▶ _Directions_: Show all lines of the entries in which the word "head" is found.

(Records drawn from a dataset)
┄┄┄┄┄┄
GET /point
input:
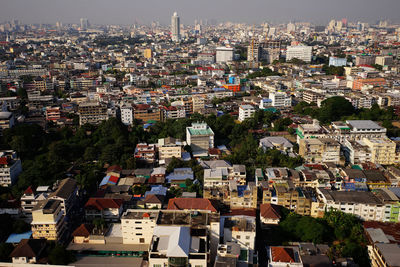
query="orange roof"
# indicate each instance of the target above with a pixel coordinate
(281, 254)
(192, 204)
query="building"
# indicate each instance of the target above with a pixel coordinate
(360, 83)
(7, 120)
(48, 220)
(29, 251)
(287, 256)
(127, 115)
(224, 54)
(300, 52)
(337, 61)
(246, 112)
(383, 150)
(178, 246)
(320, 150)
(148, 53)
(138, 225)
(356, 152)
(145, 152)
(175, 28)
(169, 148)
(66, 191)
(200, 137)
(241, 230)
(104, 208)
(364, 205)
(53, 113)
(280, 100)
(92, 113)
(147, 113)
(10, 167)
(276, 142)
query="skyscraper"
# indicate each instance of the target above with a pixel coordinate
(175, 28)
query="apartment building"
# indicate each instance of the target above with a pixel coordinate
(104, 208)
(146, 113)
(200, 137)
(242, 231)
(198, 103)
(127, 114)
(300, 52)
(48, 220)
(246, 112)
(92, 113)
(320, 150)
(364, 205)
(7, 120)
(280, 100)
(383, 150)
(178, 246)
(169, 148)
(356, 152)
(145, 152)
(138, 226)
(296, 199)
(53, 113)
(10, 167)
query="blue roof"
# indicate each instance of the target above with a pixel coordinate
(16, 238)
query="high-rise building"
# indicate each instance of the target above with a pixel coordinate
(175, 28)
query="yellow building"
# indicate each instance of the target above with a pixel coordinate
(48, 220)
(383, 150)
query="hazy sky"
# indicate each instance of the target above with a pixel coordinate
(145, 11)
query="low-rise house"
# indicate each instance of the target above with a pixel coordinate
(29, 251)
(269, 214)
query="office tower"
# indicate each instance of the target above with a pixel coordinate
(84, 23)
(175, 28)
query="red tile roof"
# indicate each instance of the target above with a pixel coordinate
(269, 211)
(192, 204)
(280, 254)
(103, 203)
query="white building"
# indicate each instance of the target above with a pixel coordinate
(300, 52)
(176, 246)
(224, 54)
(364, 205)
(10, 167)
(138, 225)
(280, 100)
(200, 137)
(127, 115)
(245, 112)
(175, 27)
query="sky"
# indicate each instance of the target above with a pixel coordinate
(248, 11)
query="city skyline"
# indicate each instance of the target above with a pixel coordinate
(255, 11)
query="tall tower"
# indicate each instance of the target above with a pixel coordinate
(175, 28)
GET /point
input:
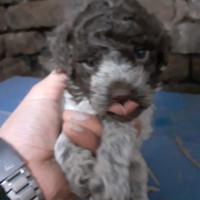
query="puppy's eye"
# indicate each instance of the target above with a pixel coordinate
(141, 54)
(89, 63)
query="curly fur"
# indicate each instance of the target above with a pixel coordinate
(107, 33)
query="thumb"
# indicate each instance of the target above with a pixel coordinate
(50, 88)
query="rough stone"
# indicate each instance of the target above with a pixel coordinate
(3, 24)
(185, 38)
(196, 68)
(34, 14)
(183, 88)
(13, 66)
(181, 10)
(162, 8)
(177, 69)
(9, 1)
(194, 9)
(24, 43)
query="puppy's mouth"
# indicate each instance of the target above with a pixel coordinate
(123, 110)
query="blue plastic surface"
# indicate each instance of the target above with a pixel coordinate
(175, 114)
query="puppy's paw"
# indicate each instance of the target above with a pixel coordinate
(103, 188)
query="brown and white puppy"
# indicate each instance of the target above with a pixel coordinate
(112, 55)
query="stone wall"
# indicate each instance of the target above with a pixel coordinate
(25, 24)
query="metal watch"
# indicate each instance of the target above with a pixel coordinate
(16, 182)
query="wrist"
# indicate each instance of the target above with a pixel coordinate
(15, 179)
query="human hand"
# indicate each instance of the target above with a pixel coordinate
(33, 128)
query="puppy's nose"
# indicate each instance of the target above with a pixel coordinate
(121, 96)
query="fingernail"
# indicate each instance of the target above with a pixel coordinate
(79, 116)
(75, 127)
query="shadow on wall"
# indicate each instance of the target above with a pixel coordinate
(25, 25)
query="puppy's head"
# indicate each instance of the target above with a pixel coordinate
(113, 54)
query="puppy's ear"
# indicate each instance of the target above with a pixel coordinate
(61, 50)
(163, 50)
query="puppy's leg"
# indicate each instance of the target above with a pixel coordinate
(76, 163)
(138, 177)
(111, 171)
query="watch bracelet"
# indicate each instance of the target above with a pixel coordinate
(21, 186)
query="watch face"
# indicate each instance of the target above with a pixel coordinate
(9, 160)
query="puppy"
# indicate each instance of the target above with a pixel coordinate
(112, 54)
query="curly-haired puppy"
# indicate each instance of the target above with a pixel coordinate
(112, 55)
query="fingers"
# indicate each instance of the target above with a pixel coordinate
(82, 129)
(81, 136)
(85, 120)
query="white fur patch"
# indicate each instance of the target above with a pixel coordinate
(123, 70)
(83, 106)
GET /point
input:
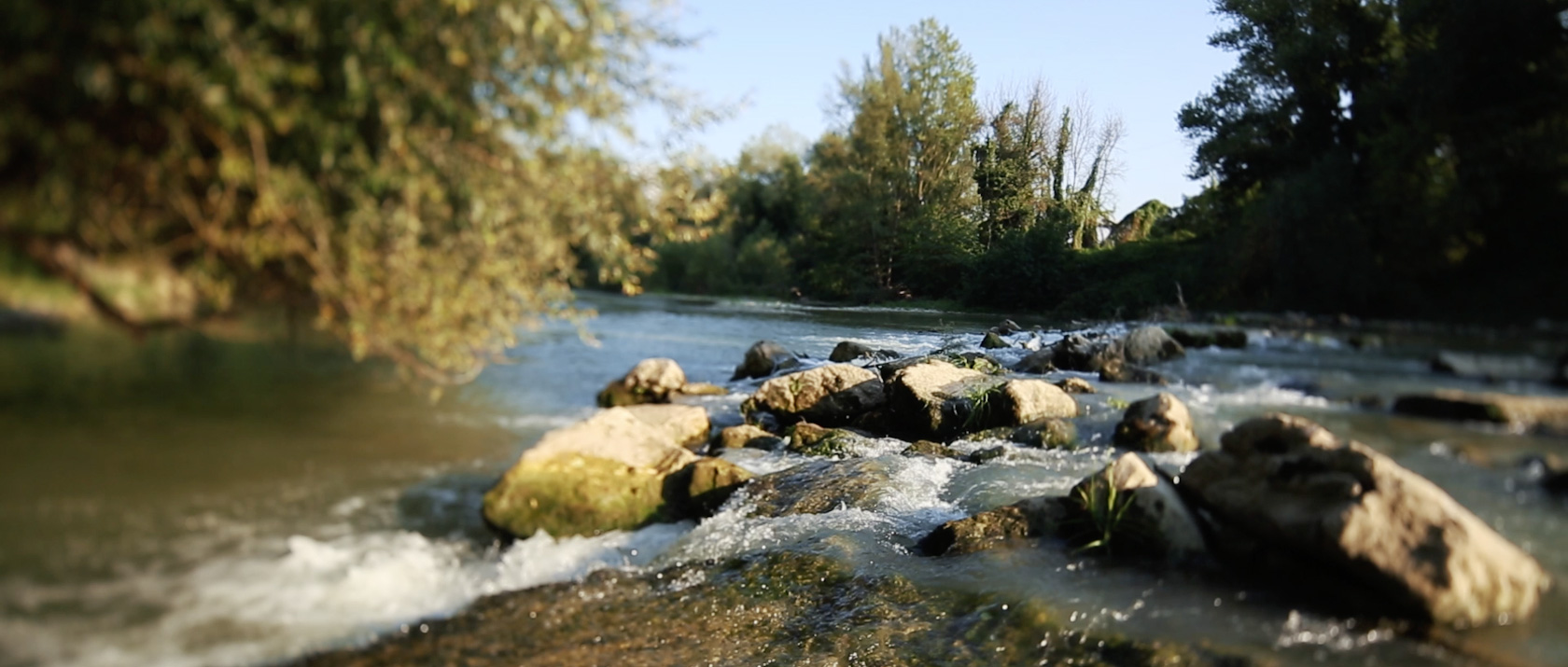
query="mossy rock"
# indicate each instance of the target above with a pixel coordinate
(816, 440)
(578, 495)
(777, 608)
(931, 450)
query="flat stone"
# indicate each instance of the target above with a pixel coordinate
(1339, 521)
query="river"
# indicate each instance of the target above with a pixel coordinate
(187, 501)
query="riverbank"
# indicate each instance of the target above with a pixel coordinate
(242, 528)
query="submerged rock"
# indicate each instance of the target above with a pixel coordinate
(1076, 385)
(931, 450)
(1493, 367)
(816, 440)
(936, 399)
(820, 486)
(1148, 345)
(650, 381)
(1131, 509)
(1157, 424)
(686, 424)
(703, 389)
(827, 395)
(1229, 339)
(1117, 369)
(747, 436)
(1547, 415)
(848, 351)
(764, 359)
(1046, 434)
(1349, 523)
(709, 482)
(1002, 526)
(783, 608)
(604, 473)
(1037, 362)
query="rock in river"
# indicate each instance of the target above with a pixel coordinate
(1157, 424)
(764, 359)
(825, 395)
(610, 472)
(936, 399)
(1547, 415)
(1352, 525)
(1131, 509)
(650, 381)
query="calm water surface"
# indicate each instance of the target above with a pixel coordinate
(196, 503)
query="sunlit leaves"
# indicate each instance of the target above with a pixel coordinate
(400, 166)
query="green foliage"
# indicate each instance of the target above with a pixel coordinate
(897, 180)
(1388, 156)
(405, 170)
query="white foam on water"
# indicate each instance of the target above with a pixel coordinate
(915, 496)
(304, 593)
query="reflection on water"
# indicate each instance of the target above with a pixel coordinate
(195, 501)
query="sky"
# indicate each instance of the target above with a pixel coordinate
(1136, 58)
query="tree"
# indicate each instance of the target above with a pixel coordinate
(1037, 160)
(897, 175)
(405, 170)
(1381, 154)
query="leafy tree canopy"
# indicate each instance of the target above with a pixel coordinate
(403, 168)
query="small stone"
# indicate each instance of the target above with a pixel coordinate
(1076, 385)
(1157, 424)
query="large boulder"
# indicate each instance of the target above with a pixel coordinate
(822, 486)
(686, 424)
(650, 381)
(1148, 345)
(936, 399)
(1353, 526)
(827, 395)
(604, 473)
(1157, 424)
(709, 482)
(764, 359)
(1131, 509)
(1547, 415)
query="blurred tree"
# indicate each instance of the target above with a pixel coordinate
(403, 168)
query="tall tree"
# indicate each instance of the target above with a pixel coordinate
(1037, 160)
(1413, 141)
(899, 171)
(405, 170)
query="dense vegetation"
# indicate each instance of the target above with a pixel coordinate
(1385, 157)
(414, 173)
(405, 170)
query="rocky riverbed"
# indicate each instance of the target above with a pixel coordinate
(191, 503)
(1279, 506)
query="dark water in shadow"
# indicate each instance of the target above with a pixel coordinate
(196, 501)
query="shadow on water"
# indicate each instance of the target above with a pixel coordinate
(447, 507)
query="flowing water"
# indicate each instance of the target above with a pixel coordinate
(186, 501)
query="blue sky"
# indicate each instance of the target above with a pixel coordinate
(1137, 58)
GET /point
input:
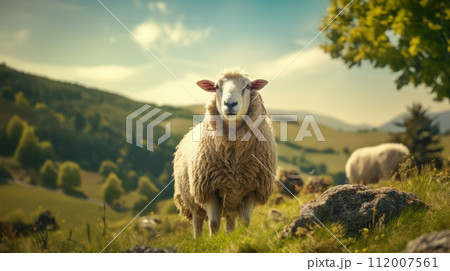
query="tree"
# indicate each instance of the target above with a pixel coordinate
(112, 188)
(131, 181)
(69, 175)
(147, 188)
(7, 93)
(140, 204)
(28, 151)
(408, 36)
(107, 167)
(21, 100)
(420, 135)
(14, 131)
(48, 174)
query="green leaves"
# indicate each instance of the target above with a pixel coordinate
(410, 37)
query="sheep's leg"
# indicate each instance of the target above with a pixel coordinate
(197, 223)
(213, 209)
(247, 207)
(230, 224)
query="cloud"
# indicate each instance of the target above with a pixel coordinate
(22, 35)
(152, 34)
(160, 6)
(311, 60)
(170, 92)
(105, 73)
┄┄┄┄┄┄
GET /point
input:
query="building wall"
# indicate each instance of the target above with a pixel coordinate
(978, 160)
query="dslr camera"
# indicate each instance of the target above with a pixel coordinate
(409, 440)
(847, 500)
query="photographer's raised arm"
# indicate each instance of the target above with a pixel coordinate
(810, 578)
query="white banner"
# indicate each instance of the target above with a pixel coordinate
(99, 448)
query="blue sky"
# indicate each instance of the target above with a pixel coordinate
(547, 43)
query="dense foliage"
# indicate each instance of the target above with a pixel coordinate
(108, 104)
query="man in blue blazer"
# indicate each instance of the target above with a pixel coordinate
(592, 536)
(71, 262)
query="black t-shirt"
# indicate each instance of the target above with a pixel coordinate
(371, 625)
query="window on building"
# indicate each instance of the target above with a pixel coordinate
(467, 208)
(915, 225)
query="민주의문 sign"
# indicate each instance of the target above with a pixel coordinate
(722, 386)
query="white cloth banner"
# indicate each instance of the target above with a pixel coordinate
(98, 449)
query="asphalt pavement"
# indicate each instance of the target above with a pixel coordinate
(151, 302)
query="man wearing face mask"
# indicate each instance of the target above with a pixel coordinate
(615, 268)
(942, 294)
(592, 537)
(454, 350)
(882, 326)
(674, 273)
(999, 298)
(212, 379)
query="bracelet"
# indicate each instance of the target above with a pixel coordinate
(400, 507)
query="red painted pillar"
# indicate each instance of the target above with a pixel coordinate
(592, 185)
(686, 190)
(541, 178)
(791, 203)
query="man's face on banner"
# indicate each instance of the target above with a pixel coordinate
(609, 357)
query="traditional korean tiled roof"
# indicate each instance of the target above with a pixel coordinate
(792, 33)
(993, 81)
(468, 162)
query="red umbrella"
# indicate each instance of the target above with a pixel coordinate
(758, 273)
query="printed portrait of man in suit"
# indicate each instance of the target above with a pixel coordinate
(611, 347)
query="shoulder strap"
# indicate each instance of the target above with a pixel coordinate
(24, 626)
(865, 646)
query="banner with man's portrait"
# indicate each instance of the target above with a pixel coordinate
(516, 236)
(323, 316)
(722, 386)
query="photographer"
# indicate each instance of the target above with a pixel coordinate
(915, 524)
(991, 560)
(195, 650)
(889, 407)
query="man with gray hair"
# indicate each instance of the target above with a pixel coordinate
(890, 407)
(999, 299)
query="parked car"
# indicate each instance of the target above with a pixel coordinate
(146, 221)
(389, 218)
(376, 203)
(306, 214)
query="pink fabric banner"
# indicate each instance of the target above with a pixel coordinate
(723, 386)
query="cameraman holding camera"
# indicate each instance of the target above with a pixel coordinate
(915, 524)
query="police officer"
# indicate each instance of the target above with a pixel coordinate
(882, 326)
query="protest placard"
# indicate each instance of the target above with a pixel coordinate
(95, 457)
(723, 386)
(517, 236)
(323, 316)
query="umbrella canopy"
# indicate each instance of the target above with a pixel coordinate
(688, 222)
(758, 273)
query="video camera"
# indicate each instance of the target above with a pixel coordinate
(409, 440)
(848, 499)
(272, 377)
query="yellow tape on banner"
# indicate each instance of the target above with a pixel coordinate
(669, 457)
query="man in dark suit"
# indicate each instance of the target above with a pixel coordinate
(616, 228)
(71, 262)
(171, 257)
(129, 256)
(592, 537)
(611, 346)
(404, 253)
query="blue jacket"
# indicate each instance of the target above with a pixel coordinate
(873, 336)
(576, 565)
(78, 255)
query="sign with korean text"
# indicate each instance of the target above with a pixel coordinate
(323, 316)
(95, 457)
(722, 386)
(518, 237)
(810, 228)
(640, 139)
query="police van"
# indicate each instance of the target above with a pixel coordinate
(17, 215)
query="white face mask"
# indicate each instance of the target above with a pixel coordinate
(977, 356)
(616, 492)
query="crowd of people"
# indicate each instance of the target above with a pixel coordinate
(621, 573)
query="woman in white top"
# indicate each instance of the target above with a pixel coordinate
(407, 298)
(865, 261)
┄┄┄┄┄┄
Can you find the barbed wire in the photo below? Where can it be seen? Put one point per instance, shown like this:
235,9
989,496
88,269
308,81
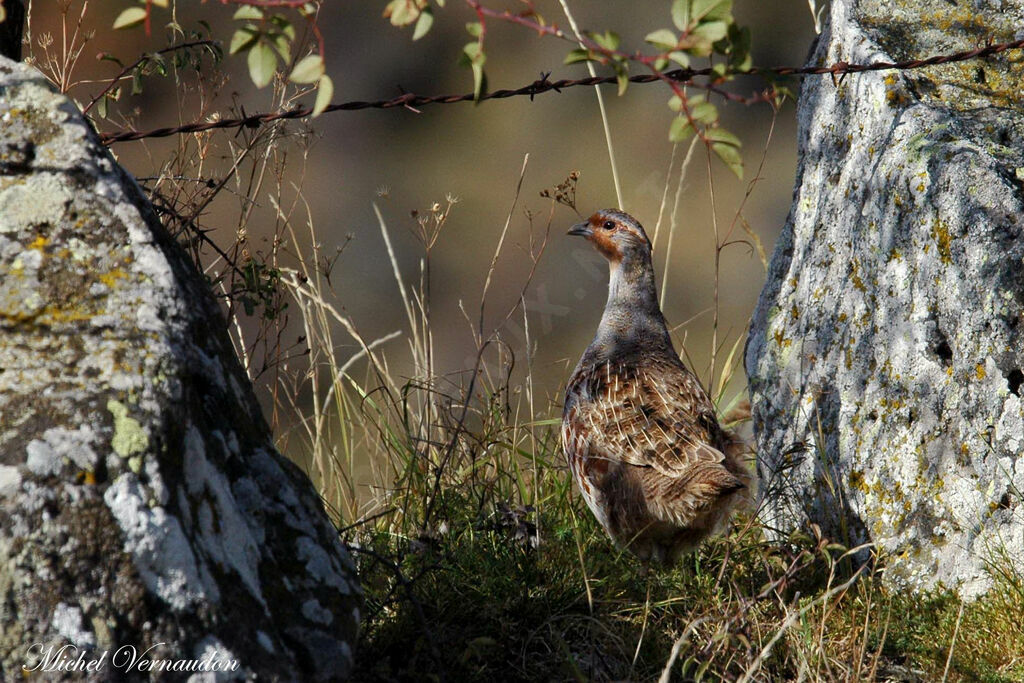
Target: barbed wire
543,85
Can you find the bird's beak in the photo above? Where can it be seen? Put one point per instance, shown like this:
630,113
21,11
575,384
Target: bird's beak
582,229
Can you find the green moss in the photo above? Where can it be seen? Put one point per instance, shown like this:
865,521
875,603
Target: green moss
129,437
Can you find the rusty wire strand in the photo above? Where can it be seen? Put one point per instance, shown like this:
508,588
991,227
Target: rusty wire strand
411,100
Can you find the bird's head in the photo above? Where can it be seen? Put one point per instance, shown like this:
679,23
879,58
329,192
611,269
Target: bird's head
┄┄┄┄┄┄
▶ _Worked solution_:
query="puppy's head"
Can you find the bird's head in the photo above? Where can it be seen? Put one point per instance, shown like this:
Target: bird's head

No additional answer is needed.